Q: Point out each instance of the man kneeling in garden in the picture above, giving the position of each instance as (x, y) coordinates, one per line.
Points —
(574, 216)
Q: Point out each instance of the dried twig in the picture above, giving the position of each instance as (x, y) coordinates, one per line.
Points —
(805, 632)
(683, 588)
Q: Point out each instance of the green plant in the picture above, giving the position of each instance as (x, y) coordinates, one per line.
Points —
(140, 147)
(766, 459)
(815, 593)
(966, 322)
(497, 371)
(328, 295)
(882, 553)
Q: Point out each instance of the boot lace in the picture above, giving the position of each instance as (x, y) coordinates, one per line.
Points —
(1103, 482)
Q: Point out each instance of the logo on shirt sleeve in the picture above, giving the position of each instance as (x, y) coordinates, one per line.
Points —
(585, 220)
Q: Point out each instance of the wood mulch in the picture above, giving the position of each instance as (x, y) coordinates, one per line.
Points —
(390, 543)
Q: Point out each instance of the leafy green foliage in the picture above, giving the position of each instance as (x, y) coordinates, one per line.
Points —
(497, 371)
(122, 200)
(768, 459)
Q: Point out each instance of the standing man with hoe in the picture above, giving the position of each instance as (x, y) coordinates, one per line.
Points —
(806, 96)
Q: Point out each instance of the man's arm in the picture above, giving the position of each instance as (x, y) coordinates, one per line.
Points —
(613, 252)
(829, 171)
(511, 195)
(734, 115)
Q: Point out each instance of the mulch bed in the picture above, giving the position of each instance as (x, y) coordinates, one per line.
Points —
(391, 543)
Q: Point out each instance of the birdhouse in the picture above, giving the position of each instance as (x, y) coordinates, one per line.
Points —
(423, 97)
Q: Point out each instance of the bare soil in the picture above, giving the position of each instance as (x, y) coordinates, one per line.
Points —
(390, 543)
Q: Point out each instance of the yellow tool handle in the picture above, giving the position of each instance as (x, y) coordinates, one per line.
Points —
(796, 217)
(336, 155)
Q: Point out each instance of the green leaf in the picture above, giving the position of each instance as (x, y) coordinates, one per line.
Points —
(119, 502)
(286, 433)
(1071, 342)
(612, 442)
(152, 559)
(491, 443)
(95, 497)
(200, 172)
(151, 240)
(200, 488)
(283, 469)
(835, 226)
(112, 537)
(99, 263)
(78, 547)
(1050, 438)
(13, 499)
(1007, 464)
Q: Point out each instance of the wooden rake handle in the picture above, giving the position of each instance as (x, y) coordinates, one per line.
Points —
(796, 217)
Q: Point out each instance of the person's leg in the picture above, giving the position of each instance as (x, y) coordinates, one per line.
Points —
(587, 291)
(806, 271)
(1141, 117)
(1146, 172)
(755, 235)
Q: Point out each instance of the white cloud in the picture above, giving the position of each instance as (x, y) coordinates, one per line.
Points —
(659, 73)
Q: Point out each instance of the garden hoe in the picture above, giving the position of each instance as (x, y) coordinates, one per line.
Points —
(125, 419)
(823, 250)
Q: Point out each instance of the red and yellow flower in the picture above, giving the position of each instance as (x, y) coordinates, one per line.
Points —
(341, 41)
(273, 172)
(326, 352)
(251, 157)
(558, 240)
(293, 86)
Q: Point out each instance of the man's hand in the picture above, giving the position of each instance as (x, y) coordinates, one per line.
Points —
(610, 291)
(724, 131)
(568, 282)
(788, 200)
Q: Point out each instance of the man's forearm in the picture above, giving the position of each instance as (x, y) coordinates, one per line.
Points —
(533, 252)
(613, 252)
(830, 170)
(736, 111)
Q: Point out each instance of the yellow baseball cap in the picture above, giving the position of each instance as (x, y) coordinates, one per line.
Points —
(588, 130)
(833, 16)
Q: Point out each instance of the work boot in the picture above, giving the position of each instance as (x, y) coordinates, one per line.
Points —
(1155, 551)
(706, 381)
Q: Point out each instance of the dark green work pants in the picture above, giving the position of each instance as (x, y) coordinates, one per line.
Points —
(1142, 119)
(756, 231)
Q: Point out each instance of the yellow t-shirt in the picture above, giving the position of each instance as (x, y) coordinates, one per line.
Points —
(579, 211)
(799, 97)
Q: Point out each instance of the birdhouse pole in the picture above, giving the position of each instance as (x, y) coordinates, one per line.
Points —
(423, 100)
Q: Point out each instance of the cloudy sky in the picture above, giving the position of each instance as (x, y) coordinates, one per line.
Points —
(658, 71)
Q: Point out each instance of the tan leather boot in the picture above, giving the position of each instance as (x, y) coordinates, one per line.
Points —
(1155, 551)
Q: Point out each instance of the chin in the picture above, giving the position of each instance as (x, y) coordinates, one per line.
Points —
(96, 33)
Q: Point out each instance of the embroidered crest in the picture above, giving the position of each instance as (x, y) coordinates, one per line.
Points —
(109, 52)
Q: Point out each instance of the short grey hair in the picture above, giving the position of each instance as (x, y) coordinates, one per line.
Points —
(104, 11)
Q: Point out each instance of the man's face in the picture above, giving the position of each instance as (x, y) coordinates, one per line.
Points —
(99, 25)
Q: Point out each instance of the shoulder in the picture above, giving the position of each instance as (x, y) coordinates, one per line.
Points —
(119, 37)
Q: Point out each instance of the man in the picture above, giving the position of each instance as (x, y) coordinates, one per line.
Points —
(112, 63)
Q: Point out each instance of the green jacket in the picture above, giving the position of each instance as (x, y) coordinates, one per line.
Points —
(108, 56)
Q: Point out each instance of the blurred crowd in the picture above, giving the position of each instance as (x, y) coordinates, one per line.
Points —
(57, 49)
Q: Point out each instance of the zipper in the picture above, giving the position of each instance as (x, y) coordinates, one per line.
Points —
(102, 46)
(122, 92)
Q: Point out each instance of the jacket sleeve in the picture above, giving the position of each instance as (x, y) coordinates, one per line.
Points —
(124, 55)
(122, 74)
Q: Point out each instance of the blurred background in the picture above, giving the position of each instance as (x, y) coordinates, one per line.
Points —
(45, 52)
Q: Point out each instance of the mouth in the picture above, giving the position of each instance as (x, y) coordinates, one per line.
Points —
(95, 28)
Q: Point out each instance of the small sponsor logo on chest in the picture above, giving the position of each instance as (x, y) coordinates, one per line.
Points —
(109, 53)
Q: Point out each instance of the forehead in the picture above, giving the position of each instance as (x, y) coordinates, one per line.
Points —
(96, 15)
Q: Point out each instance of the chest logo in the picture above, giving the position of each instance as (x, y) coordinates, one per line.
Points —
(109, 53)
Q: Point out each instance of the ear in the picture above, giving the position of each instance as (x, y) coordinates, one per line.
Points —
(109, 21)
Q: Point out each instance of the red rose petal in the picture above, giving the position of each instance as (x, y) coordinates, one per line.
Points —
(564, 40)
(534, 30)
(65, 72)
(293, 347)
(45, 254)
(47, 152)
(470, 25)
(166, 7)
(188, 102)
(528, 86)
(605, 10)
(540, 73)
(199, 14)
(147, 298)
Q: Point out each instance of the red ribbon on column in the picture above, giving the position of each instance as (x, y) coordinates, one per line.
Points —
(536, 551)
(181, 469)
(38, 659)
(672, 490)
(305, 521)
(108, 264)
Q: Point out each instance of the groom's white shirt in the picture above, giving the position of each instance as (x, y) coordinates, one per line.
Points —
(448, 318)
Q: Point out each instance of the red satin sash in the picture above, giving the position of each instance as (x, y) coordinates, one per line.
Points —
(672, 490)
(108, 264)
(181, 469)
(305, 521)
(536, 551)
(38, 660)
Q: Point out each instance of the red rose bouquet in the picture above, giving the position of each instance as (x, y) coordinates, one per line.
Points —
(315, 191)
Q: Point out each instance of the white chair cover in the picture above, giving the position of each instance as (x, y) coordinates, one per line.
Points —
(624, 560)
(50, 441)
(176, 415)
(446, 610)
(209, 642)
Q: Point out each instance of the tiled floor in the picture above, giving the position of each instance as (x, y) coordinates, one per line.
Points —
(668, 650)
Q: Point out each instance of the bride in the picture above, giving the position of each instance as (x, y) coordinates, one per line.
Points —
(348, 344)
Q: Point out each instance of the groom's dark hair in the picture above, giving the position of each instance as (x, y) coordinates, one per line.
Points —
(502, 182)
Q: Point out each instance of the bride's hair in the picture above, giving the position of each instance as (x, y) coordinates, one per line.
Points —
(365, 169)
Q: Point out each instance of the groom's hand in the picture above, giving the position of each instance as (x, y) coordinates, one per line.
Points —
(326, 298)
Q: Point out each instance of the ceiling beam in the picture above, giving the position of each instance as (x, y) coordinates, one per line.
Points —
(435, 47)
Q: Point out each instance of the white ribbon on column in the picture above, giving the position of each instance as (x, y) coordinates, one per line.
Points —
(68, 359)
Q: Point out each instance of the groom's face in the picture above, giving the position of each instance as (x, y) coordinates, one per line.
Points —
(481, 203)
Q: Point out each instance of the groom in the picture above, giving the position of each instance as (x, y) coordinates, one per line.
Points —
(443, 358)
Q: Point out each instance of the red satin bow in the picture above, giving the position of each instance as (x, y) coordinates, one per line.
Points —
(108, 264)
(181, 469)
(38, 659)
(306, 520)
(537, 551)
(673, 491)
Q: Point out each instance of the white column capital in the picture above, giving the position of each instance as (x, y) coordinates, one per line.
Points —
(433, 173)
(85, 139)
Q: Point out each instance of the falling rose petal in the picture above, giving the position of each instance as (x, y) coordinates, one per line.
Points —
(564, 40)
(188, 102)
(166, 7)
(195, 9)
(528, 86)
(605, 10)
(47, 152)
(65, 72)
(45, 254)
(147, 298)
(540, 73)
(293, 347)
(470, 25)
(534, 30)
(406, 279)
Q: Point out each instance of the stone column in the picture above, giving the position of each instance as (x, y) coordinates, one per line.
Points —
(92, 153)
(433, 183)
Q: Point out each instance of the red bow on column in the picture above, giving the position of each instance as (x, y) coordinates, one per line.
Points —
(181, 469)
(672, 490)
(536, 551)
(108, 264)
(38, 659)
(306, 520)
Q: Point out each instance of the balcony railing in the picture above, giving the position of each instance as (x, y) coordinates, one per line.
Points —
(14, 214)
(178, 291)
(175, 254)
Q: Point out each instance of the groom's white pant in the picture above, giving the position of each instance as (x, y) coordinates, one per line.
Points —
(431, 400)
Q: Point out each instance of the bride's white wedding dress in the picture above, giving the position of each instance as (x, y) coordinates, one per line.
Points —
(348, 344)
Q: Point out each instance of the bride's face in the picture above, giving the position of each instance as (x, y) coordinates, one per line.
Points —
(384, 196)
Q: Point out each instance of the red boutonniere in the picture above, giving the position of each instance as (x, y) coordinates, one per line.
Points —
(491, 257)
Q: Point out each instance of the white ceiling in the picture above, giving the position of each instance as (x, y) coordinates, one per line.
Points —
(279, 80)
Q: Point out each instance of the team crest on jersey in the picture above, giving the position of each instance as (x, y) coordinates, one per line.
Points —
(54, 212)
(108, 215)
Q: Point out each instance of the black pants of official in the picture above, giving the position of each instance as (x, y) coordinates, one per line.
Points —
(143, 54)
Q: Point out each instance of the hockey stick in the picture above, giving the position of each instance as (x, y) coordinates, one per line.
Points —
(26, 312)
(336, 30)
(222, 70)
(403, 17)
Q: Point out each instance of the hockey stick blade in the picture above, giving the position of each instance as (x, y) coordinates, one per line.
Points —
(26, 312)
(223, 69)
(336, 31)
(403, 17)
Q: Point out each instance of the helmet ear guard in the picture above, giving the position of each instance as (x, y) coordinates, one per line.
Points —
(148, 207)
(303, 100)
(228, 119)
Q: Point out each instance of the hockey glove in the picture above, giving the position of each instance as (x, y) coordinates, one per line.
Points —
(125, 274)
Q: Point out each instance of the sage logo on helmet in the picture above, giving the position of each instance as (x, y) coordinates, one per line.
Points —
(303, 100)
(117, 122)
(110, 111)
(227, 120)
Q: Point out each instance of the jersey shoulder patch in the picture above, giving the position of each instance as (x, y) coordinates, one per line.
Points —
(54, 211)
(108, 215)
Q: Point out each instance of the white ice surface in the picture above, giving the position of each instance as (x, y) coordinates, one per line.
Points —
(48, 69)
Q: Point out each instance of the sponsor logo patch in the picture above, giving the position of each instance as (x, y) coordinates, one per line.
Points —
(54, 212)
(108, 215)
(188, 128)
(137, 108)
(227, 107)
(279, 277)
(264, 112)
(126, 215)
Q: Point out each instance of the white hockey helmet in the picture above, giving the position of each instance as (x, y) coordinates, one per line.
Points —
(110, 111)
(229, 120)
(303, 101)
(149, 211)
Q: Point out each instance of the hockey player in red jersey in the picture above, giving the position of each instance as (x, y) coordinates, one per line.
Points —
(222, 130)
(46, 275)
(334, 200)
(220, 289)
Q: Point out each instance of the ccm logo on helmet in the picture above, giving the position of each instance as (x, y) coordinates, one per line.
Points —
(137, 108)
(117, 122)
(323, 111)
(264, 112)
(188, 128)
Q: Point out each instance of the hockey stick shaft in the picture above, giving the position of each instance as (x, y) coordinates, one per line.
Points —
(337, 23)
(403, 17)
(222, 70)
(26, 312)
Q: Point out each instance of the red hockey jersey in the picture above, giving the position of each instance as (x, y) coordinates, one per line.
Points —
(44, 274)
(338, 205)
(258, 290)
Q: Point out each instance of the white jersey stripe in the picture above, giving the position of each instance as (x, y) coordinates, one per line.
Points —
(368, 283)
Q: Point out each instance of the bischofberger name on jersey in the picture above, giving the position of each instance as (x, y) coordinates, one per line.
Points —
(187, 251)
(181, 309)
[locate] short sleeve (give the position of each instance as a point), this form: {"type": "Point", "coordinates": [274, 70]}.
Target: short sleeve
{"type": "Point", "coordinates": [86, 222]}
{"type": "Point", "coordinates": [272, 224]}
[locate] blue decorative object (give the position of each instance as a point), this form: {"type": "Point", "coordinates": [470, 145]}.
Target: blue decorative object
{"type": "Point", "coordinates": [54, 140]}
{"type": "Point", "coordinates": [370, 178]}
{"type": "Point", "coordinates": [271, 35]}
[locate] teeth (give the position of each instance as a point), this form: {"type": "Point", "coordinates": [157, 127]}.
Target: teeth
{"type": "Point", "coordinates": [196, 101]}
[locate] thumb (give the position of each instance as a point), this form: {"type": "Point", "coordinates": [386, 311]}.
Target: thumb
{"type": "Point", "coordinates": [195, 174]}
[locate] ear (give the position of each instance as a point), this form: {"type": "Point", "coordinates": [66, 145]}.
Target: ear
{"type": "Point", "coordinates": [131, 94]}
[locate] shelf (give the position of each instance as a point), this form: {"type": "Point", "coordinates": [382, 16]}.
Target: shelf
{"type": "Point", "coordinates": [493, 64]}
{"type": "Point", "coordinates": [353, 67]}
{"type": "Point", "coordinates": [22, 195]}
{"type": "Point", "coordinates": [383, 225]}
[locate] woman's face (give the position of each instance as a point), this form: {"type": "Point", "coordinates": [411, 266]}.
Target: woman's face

- _Task details_:
Please reproduce the closing stretch of the records, from the line with "[locate] woman's face" through the last line, exactly as it stands.

- _Answer to this task_:
[locate] woman's face (give the position of each instance as a point), this form: {"type": "Point", "coordinates": [411, 266]}.
Target: woman's face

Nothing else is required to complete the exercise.